>> start Material for this exercise
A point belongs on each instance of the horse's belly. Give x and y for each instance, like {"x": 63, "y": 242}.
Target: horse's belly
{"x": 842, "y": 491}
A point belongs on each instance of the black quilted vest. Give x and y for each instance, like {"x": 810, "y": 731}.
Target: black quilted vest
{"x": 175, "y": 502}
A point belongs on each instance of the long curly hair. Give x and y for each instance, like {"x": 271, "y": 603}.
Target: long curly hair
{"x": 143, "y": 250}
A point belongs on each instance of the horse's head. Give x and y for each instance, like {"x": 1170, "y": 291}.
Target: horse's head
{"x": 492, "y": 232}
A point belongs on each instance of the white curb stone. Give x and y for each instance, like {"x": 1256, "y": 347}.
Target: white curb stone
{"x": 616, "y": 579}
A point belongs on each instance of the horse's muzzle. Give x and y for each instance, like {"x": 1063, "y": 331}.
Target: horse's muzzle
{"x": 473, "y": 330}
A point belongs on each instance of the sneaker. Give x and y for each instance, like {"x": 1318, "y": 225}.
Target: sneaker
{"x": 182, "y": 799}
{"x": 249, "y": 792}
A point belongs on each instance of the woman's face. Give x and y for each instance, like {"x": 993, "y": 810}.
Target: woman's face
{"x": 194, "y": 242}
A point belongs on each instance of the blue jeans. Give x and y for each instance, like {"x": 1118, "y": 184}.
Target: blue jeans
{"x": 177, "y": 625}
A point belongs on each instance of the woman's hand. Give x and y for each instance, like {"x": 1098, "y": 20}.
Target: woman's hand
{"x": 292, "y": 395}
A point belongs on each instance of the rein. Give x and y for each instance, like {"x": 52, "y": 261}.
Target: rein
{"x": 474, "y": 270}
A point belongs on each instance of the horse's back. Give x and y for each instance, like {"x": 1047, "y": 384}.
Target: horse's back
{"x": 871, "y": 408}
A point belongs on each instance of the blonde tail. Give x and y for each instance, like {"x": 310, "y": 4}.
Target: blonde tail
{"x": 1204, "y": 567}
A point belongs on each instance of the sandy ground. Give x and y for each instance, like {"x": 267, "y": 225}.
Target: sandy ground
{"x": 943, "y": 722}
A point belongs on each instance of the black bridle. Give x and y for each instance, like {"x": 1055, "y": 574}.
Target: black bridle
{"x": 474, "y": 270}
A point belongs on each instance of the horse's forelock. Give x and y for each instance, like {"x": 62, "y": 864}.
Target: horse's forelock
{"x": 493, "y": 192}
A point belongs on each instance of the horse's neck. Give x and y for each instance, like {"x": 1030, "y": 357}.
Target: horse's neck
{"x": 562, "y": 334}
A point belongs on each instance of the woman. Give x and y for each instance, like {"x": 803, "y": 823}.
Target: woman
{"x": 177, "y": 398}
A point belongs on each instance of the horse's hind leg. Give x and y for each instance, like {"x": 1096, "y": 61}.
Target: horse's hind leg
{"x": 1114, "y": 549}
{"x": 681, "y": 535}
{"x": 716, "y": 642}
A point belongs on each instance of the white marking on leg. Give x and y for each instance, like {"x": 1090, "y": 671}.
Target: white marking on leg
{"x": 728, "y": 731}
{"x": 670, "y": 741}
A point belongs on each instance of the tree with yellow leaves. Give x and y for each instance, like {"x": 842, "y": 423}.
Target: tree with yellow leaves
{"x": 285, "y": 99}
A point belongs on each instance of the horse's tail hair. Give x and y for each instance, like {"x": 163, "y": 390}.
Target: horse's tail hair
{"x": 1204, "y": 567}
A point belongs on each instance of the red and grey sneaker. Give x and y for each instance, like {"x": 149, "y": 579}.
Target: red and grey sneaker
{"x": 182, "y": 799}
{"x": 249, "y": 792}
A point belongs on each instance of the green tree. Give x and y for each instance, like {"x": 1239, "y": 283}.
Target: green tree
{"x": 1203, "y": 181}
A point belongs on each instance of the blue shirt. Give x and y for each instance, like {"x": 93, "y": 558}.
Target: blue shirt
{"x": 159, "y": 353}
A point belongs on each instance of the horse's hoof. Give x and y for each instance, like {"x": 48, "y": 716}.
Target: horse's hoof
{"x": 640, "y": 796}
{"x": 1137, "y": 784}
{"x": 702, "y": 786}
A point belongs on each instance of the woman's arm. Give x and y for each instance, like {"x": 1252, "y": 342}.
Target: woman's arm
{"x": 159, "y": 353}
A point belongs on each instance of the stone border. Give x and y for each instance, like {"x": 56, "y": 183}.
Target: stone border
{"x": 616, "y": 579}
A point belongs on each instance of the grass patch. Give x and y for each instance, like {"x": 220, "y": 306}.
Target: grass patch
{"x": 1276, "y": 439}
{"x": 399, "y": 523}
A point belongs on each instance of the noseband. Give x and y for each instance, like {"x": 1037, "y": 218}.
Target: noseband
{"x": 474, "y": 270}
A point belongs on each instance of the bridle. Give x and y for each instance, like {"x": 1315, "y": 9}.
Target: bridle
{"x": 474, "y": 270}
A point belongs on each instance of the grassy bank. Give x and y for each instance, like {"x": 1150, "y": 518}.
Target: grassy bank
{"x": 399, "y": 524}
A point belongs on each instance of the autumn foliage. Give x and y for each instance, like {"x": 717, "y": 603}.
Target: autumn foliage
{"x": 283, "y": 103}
>> end Material for this exercise
** The problem **
Update the lines above by replacing the word "instance" with "occurrence" and leaving everything else unchanged.

** Solved problem **
A point belongs on each occurrence of the horse's belly. Give x and y for each occurrence, like {"x": 63, "y": 242}.
Target: horse's belly
{"x": 842, "y": 491}
A point belongs on each occurrence of the black quilted vest. Give x and y for each occurrence, like {"x": 810, "y": 731}.
Target: black quilted vest
{"x": 175, "y": 502}
A point belongs on each occurrence of the long curly hair. Give x and y for each occurrence, like {"x": 271, "y": 603}.
Target: long curly hair
{"x": 143, "y": 250}
A point belongs on each occurrence of the horse's head. Give x and y for each occurrence, like {"x": 1170, "y": 291}.
Target: horse's head
{"x": 492, "y": 232}
A point belongs on each occurrence of the white curb stone. Give x and y for each occurrence, like {"x": 1256, "y": 347}.
Target: white curb stone
{"x": 616, "y": 579}
A point belongs on each occurrence of the horse's muzzle. Give x and y for each occurrence, like {"x": 1063, "y": 331}.
Target: horse's muzzle
{"x": 473, "y": 330}
A point belongs on each occurrence of the sneaker. Give x and y for each occurrence, like {"x": 1318, "y": 225}.
Target: sneaker
{"x": 182, "y": 799}
{"x": 249, "y": 792}
A point belongs on each occurrence of the woman's face. Give x and y for each occurrence, like {"x": 993, "y": 810}.
Target: woman's face
{"x": 194, "y": 242}
A point belongs on each occurrence of the blue jeans. Give x and y for each occurrence, like {"x": 1118, "y": 184}.
Target: blue jeans
{"x": 177, "y": 625}
A point belongs on each occurrence of the woman's hand. Give x and y for each occurrence, like {"x": 1098, "y": 20}.
Target: woman's hand
{"x": 292, "y": 395}
A point belongs on each occurrence of the rein. Give x and y for each occurrence, like {"x": 52, "y": 261}.
Target: rein
{"x": 474, "y": 270}
A point belongs on each occurrence of the horse's back. Give x and y for each occurrence, like {"x": 1047, "y": 384}.
Target: horse's back
{"x": 871, "y": 408}
A point belongs on each occurrence of the blonde tail. Give x and y for each occurrence, like {"x": 310, "y": 4}.
Target: blonde tail
{"x": 1204, "y": 567}
A point belongs on each occurrence of the sandy ground. Give x and y for each occurrence, like {"x": 267, "y": 225}.
Target: sandy ground
{"x": 943, "y": 722}
A point belongs on each occurrence of the black bridle. Give x and y for each occurrence, like {"x": 1055, "y": 574}.
Target: black bridle
{"x": 474, "y": 270}
A point belongs on each occurrence of the horse's forelock. Give x and y for each occurrence, like {"x": 62, "y": 864}.
Target: horse's forelock
{"x": 493, "y": 192}
A point belongs on each occurrence of the horse's neck. Give x and y for each occurrence, like {"x": 1030, "y": 357}.
Target: horse's neck
{"x": 562, "y": 334}
A point belongs on each occurrence of the woman. Give x and y for each occurrence, like {"x": 803, "y": 823}.
Target: woman
{"x": 177, "y": 398}
A point belongs on each occurrence of the horse's hind leg. Give x and y for each occurrence, like {"x": 1096, "y": 61}.
Target: horse's hind leg
{"x": 1114, "y": 549}
{"x": 681, "y": 535}
{"x": 716, "y": 642}
A point belongs on each occurrence of the white marking on leg. Give x and y for each occurrence, like {"x": 1090, "y": 671}.
Target: white marking on leg
{"x": 728, "y": 731}
{"x": 670, "y": 741}
A point belongs on each occurrence of the tree with yellow leaves. Give x and y for each occurrence, like {"x": 842, "y": 423}.
Target: tree with yellow leaves
{"x": 285, "y": 99}
A point belongs on each occurrence of the horse's tail hair. Give x and y for each occurrence, like {"x": 163, "y": 390}.
Target: horse's tail hair
{"x": 1204, "y": 567}
A point belongs on each occurrence of the red and grey sneaker. Give x and y for each occurrence, like {"x": 149, "y": 579}.
Target: red and grey sneaker
{"x": 182, "y": 799}
{"x": 249, "y": 792}
A point belongs on each occurrence of the green tree. Give x and y for each occurrence, like {"x": 1239, "y": 283}.
Target: green tree
{"x": 1203, "y": 181}
A point belongs on each occurrence of the blue shirt. Give x and y for each occurrence, like {"x": 93, "y": 558}.
Target: blue shirt
{"x": 159, "y": 353}
A point belongs on each occurrence of the horse's hoof. Give x and y for each occurrence, like {"x": 48, "y": 716}.
Target: horse's hoof
{"x": 640, "y": 796}
{"x": 1137, "y": 784}
{"x": 702, "y": 786}
A point belongs on each occurrence of the woman's arm. Give x and y for each occurrence, like {"x": 1252, "y": 342}.
Target: woman's arm
{"x": 159, "y": 353}
A point belongs on each occurrence of the stone border. Give x and y for each occurrence, like {"x": 56, "y": 183}.
Target: stone border
{"x": 616, "y": 579}
A point belongs on each occurrence of the grass patch. Give x and y for each occurrence, like {"x": 220, "y": 306}.
Target: grass patch
{"x": 1276, "y": 439}
{"x": 399, "y": 523}
A point belongs on each occurrence of the noseband. Give x and y for each occurrence, like {"x": 1037, "y": 218}.
Target: noseband
{"x": 474, "y": 270}
A point belongs on each occurrence of the bridle. Give x and y for each occurrence, like {"x": 1315, "y": 9}.
Target: bridle
{"x": 474, "y": 270}
A point belongs on each occurrence of the grassy bank. Give x and y for each occurrence, like {"x": 1150, "y": 518}.
Target: grassy bank
{"x": 399, "y": 524}
A point belongs on each occurrence of the autumn foliage. Give x and y for each occurrence, like {"x": 717, "y": 603}.
Target: autumn foliage
{"x": 283, "y": 103}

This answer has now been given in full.